** Provided text follows **
Countries granting the inventions

Australia, Europe (Intention to grant), New Zealand Australia, Europe, Japan, US

Gist of the applications

Identification, production and use of small 21-23nt dsRNAs. Experimental data results largely from Drosophila embryo lysate Properties and pharmaceutical applications of synthetic dsRNAs duplexes with 3' overhangs. Data results from Drosophila as well as mammalian cells.


What spices up the RNAi story even further is the fact that the owners of both Tuschl inventions had previously drawn up two agreements to ensure each party would legally enjoy its fair share of any benefits resulting from the Tuschl I and Tuschl II inventions.

Max Planck, Whitehead, Massachusetts Institute of Technology (MIT) and University of Massachusetts (UMass), who jointly claim the ownership of Tuschl I inventions, first set up an "Old Agreement" in late 2001 to delineate the rights and responsibilities on Tuschl I and II inventions for research purposes. Two years later, Max Planck, Whitehead and MIT drew up another agreement—one in which UMass declined to participate—for Tusch I and II inventions with respect to their therapeutic uses. This seeded Max Planck's concern that, should the Tuschl I inventions successfully broaden their claim scope, the Tuschl II subject matter would essentially be available through licensing from UMass.
** End of Provided text **
** Listed records follows **
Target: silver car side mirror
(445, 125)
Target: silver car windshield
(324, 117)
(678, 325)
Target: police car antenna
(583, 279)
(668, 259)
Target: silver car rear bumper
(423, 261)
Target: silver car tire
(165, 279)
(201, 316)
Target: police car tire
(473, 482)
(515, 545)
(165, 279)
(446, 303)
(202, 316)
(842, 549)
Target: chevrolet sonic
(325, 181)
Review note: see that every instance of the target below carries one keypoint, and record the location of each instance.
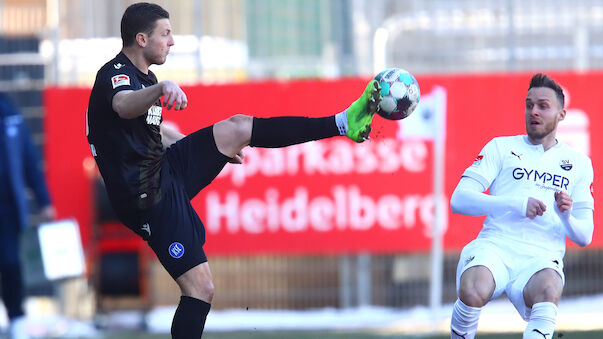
** End of Listed records **
Please continue the text on the Tuschl RNAi inventions and their ownership agreements from the point where it stops. The records are separate material and are not part of the text.

**Response to the task:**
License Agreements for Tuschl I & II Inventions


"Old" Agreement "Therapeutic Use" Agreement
Scope of Agreement: Research Use for Tuschl I & II Therapeutic Use for Tushcl I & II
Signed by: MIT, Whitehead, Max Planck, UMass MIT, Whitehead, Max Planck
Tuschl I Licensing Managed by: MIT Max Planck
Tuschl II Licensing Managed by: MIT Max Planck
Patent Prosecution Managed by: Whitehead for Tuschl I; Max Planck for Tuschl II
By not signing the Therapeutic Use agreement, UMass (as a listed owner of the Tuschl I patents) can choose to individually assign licensing rights for the Tuschl I series.


No comment has been provided by any of the officials at MIT, Whitehead or UMass. Max Planck and the Tuschl II licensee also stated in a press release, that they will not provide specific details on this matter during active litigation.

Despite their silent treatment, the ramifications of this suit will continue to be heard by many industries in years to come. Previously, large research institutions tended to settle before taking legal action. This rare, complex lawsuit may alarm researchers from open-minded collaboration and stir up more concerns and regulations on research funding and cross-institutional collaboration. Internal confidential information has now become a new platform on which to meddle with the breadth of patent applications. The management of intellectual properties in this internal, "domestic" sense is clearly as important (if not more than) as strategizing against external "foreign" competitors.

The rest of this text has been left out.